▶ [Tarefa]:
Escreva a continuação do texto sobre o HIV e a aids no Brasil, começando logo depois da última frase dele.

▶ [Trecho de origem]:
Em 2013, cerca de 35 milhões de pessoas viviam com HIV no mundo; outros 2,1 milhões foram infectados pelo vírus, embora 54% tenham o vírus sem saber. Neste mesmo período, 1,5 milhão de pessoas morreram por causa da doença. O relatório do Unaids mostra que o Brasil e outros países lusófonos como Angola e Moçambique estão entre as 30 nações que somam 89% das infecções em todo o mundo. Estados Unidos e Rússia também fazem parte do grupo.

Dados alarmantes indicam que, aqui no Brasil, apesar de todas as campanhas existentes, as novas infecções aumentaram 11%. Além disso, o que também chama atenção é o aumento de casos entre jovens de 15 a 24 anos: dentre três novos diagnósticos da doença no País, um é dessa faixa etária.

Entre as causas do aumento, a dra. Georgiana salienta que estão a desinformação do jovem e a discriminação. "Ele é mais vulnerável, precisa de mais informações e conhecimento sobre a epidemia. Precisamos, ainda, trabalhar bastante a discriminação, pois ela faz com que as pessoas ainda não se previnam, não se testem e não se tratem". Contudo, ela lembra que "qualquer pessoa que se expõe tem um comportamento de risco".

A infectologista Brenda salienta que "o ideal é trabalhar na prevenção, em decorrência dos riscos. Hoje, a gente fala da prevenção combinada. É a população ter noção de quais são as práticas de maior risco".

"AIDS — O VÍRUS DO PRECONCEITO AGRIDE MAIS QUE A DOENÇA"

Apesar de o Brasil ter um dos melhores tratamentos contra HIV/Aids em todo o mundo — reconhecido e recomendado pela Organização Mundial da Saúde (OMS) —, a exclusão social sofrida pelos portadores do vírus ainda é um grande obstáculo.

O surgimento da doença despertou medo e intensificou dúvidas, o que fez muita gente ocultar a doença por medo de discriminação por parte da família e das pessoas próximas. O jornalista, radialista e escritor Paiva Netto, diretor-presidente da Legião da Boa Vontade, escreveu em seu ensaio literário Evangelho do Sexo: "Meu esforço, em primeiro lugar, está em aprendermos, de uma vez por todas, que a discriminação, o preconceito e os clichês são grandes vilões, situados na raiz de muitos dos problemas que cercam o Sexo e tantas outras manifestações na existência das sociedades, como é execrável racismo. A Criatura Humana é sagrada e, portanto, acima de tudo, digna de respeito, seja qual for a sua orientação no campo da Religião, da Política, da Ciência, da Filosofia, da Arte e da Sexualidade".

▶ [Dados de localização de pontos]:
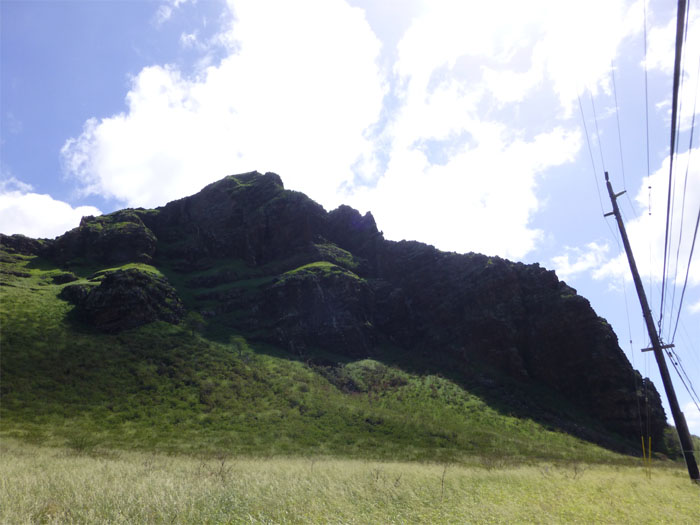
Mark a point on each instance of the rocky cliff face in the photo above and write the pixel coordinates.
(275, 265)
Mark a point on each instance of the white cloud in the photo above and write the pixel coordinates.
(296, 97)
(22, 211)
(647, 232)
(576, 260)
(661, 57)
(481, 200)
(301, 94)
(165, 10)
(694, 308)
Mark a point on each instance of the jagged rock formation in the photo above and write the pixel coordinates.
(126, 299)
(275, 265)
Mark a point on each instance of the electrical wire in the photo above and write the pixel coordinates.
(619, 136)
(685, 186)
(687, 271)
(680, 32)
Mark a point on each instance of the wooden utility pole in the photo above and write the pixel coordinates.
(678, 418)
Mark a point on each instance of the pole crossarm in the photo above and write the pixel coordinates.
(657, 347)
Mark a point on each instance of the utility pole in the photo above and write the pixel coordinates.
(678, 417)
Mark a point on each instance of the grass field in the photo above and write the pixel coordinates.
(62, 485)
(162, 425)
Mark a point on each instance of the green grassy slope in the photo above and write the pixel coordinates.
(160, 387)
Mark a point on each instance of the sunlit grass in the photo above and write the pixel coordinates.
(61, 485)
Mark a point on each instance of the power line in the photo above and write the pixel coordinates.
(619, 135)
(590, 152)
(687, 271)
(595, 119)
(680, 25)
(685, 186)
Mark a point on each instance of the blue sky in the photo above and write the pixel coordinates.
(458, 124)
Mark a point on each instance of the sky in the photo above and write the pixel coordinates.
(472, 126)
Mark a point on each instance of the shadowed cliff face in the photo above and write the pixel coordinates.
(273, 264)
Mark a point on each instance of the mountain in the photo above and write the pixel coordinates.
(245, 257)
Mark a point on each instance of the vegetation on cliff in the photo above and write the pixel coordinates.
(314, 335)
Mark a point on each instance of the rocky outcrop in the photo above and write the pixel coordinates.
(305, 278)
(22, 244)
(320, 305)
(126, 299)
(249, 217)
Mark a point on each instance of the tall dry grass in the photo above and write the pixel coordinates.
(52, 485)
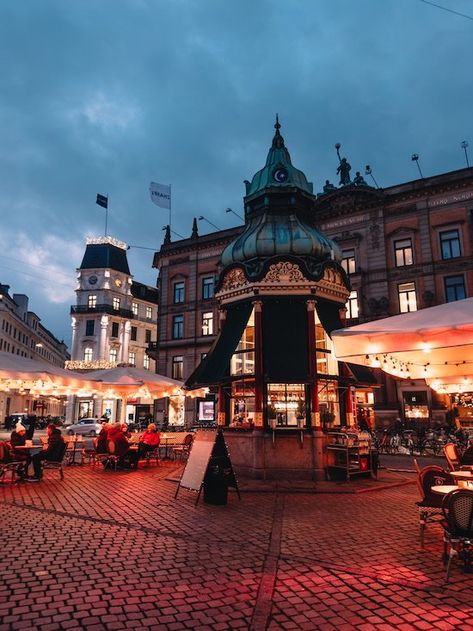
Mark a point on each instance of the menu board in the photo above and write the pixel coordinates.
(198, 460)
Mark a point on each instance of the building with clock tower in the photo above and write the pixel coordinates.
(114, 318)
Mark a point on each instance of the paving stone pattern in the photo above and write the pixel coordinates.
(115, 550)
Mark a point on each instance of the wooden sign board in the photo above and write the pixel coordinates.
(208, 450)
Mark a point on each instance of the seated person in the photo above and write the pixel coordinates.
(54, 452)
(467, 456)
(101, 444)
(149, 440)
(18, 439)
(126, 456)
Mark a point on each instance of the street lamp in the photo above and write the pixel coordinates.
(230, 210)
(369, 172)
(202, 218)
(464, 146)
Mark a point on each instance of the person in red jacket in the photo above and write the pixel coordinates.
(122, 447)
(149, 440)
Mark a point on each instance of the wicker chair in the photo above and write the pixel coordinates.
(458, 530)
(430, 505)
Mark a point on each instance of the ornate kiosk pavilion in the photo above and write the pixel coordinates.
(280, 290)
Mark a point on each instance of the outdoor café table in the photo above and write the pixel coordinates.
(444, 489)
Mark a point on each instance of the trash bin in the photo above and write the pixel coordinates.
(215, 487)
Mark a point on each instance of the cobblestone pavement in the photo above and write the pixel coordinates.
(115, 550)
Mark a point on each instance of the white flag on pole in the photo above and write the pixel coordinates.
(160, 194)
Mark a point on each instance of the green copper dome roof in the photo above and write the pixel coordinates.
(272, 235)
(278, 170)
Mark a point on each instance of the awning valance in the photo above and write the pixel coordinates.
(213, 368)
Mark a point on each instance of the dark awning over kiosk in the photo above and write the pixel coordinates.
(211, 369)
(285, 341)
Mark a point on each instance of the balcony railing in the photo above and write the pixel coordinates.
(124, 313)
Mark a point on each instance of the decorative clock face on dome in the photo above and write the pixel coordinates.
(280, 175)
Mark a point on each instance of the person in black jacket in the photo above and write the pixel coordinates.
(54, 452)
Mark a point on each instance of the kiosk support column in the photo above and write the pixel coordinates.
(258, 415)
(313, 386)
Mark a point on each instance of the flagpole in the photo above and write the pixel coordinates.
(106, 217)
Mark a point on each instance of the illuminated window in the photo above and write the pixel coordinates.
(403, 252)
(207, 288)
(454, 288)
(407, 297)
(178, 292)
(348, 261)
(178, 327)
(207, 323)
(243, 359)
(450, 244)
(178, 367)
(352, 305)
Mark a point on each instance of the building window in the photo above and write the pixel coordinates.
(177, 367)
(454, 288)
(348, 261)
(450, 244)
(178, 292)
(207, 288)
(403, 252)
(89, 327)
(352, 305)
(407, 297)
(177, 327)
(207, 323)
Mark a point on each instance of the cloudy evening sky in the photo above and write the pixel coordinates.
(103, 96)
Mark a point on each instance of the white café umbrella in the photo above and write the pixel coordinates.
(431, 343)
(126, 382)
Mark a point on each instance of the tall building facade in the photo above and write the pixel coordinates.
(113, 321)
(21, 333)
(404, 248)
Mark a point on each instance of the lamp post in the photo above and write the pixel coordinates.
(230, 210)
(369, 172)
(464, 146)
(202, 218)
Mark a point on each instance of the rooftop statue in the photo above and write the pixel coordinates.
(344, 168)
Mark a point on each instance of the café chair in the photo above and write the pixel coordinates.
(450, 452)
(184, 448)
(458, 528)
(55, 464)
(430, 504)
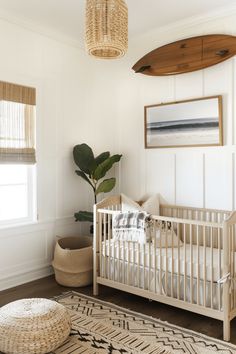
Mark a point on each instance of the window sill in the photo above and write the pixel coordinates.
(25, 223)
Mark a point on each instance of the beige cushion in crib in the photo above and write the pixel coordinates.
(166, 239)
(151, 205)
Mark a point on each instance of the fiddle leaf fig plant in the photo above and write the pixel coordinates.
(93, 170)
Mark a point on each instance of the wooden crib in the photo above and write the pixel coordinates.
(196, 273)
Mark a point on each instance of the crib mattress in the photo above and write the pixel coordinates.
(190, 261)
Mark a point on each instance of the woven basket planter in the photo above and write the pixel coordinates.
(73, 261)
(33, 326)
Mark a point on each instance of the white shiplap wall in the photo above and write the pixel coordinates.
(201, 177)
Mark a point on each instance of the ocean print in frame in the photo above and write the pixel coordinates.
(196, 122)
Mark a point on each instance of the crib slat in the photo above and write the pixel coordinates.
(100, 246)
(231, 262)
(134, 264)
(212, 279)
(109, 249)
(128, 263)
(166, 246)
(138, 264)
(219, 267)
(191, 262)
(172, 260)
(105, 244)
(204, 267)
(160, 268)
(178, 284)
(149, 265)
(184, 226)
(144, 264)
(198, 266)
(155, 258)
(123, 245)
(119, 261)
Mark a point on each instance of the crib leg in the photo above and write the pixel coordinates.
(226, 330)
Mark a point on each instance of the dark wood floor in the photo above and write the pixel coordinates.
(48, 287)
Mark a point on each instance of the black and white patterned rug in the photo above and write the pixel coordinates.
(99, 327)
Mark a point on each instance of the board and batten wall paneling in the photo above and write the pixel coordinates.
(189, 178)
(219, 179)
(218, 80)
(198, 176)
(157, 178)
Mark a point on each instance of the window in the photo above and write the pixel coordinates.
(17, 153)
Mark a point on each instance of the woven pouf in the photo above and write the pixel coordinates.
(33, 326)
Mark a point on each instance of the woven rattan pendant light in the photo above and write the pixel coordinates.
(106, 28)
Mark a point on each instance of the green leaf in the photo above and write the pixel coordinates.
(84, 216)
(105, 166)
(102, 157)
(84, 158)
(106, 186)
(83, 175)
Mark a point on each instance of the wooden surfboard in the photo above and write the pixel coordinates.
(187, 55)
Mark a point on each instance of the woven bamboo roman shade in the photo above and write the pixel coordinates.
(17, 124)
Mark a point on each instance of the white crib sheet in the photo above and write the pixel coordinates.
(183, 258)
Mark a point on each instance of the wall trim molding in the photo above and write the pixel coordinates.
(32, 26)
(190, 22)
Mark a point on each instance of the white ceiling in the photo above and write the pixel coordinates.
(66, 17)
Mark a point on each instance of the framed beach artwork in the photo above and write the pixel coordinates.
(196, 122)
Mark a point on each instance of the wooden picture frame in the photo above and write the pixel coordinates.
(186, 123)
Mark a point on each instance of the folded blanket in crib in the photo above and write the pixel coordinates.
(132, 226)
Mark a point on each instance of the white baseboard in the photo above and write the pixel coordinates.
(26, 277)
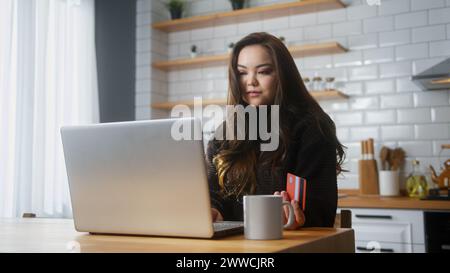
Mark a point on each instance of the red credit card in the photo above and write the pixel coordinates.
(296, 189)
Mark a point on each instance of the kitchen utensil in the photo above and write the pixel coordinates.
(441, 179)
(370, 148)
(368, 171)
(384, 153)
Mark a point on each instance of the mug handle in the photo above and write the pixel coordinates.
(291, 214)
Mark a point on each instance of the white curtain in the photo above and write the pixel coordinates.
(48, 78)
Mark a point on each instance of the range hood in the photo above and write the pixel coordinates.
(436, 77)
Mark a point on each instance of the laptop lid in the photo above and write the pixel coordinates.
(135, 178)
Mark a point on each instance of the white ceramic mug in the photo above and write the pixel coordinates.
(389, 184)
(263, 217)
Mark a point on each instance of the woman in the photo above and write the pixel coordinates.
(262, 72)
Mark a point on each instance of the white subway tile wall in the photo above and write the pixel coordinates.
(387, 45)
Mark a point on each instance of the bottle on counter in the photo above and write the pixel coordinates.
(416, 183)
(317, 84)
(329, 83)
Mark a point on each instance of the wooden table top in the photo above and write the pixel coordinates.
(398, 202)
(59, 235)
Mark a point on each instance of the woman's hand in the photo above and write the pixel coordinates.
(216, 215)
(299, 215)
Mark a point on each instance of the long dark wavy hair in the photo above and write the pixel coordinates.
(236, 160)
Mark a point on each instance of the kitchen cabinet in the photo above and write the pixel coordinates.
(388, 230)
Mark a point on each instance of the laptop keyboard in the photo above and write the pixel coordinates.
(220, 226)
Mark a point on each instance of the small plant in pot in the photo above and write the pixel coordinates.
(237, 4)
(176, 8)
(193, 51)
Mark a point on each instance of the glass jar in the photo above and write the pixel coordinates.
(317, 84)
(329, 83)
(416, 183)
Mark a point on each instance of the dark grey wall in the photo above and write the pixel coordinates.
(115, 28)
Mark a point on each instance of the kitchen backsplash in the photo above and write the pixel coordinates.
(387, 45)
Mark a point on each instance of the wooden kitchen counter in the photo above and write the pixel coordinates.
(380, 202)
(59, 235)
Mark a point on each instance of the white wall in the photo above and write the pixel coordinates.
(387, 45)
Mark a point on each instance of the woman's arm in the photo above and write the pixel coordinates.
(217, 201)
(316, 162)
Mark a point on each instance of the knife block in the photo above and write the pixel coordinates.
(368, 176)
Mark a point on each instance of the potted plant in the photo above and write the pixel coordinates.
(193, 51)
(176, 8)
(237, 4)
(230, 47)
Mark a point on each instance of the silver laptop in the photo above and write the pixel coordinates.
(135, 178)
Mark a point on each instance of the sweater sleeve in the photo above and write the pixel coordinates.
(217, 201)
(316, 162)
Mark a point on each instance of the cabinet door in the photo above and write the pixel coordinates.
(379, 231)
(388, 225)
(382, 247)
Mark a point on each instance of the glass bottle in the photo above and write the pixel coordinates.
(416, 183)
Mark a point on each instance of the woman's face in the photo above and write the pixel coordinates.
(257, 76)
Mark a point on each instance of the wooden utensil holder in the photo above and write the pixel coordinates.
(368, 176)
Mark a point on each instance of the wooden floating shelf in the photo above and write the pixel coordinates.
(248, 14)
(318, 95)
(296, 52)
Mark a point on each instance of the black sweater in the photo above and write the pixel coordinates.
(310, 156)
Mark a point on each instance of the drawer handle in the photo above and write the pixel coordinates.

▶ [Resposta]:
Em seu artigo Aids e Direitos HumanosPaiva Netto afirma: "Se a pessoa se sentir humanamente amparada, criará uma espécie de resistência interior muito forte, que a auxiliará na recuperação ou na paciência diante da dor. Costumo afirmar que o vírus do preconceito agride mais que a doença". Vale ressaltar que quem vive com o vírus pode trabalhar, estudar, namorar, constituir família, fazer exercícios físicos, assim como todo mundo. Só não pode conviver com o preconceito, que muitas vezes faz a pessoa abandonar o tratamento médico.

APOIO DA LBV

Arquivo BV

Em 1º de dezembro de 1996, no Dia Internacional da Luta contra a aids, personalidades se uniram à multidão que superlotou a Praia de Copacabana, no Rio de Janeiro, RJ, para a mobilização da LBV em defesa da Vida.

Muitas conquistas têm sido alcançadas em parte por iniciativa da sociedade civil organizada. Em 1º de dezembro de 1996, por exemplo, no Dia Internacional da Luta contra a Aids, a Legião da Boa Vontade, em sua permanente campanha a favor da Vida e contra o preconceito, reuniu mais de 200 mil pessoas na orla marítima, na Praia de Copacabana, Rio de Janeiro, RJ. A iniciativa teve o apoio de dezenas de personalidades que, com a multidão, bradaram esta máxima de Paiva Netto: "Aids – o vírus do preconceito agride mais que a doença".